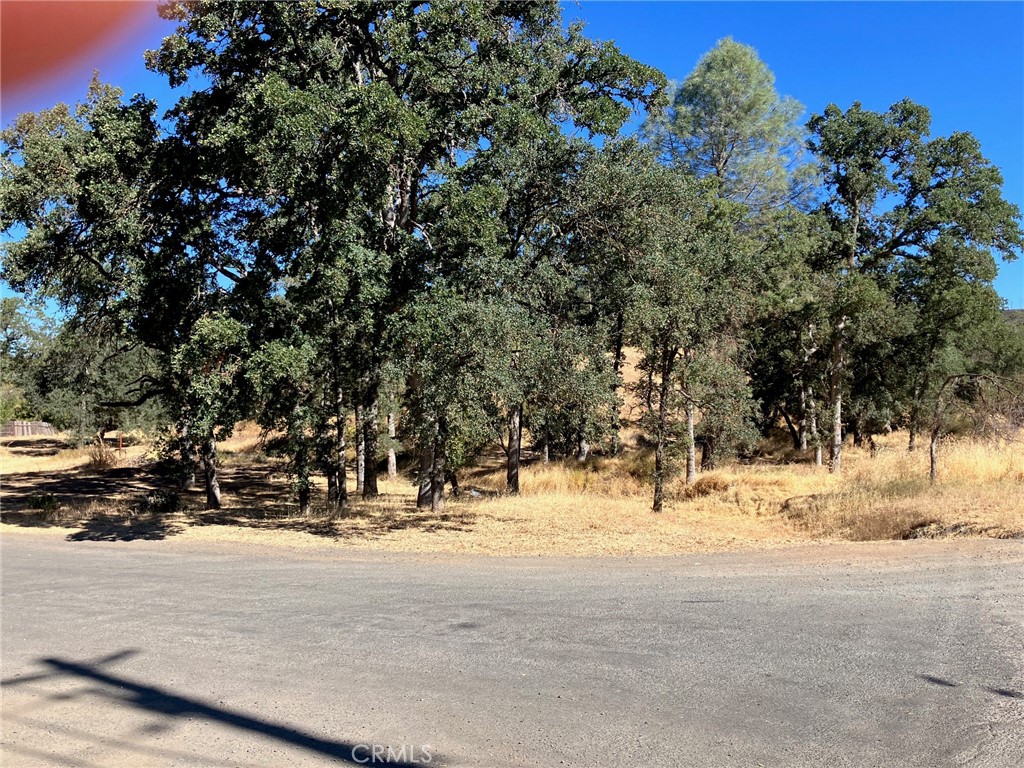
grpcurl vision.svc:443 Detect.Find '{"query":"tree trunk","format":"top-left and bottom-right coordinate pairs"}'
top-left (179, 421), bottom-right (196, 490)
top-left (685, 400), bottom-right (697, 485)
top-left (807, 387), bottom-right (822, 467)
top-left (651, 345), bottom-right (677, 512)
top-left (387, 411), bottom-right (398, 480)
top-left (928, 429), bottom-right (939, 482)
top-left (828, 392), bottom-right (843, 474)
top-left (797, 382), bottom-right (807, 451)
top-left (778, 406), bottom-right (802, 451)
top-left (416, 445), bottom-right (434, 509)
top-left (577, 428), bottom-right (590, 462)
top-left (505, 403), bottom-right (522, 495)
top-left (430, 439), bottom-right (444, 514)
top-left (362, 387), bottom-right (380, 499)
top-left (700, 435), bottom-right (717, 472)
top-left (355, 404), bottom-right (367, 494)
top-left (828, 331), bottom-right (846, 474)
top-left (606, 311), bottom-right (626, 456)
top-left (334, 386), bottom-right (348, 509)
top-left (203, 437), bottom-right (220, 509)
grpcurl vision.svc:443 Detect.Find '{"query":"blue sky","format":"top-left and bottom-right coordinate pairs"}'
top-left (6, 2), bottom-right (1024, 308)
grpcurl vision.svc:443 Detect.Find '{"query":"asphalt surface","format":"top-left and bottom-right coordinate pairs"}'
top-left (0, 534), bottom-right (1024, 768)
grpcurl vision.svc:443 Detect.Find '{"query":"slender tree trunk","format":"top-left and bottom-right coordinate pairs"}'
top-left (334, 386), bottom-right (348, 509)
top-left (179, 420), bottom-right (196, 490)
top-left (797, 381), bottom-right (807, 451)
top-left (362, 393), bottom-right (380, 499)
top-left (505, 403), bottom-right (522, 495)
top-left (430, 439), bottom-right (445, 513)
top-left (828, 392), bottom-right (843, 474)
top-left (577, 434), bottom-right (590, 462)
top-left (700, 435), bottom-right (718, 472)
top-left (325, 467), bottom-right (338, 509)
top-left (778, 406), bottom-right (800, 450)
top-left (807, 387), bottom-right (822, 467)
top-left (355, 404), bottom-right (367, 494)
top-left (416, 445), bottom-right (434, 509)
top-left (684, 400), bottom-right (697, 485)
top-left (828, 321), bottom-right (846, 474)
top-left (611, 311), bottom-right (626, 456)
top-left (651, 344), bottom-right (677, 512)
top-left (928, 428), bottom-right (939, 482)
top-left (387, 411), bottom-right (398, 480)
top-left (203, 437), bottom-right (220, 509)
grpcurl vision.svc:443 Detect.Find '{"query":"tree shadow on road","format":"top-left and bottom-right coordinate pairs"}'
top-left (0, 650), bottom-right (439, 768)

DO THIS ▸
Write out the lines from the start of the records up to and including the line that contains "top-left (0, 534), bottom-right (1024, 768)", copying each one exactly, and leave the pictures out of your answer.

FINISHED EXERCISE ▸
grpcurl vision.svc:443 Detect.Find '{"query":"tree trunk","format":"top-left and bottom-right coordinate pairs"}'
top-left (179, 421), bottom-right (196, 490)
top-left (685, 400), bottom-right (697, 485)
top-left (807, 387), bottom-right (822, 467)
top-left (651, 345), bottom-right (677, 512)
top-left (387, 411), bottom-right (398, 480)
top-left (928, 429), bottom-right (939, 482)
top-left (828, 392), bottom-right (843, 474)
top-left (797, 382), bottom-right (807, 451)
top-left (778, 406), bottom-right (802, 451)
top-left (416, 445), bottom-right (434, 509)
top-left (577, 428), bottom-right (590, 462)
top-left (505, 403), bottom-right (522, 495)
top-left (430, 439), bottom-right (444, 514)
top-left (362, 387), bottom-right (380, 499)
top-left (700, 435), bottom-right (717, 472)
top-left (355, 404), bottom-right (367, 494)
top-left (828, 331), bottom-right (846, 474)
top-left (606, 311), bottom-right (626, 456)
top-left (334, 386), bottom-right (348, 509)
top-left (203, 437), bottom-right (220, 509)
grpcurl vision.svc:443 Detect.Find '{"query":"blue sky","format":"top-left and bottom-right coordinate pairs"}'
top-left (6, 2), bottom-right (1024, 308)
grpcurl vision.svc:443 Detect.Find '{"query":"asphalt surface","format":"top-left and bottom-right coordinate pairs"}'
top-left (0, 534), bottom-right (1024, 768)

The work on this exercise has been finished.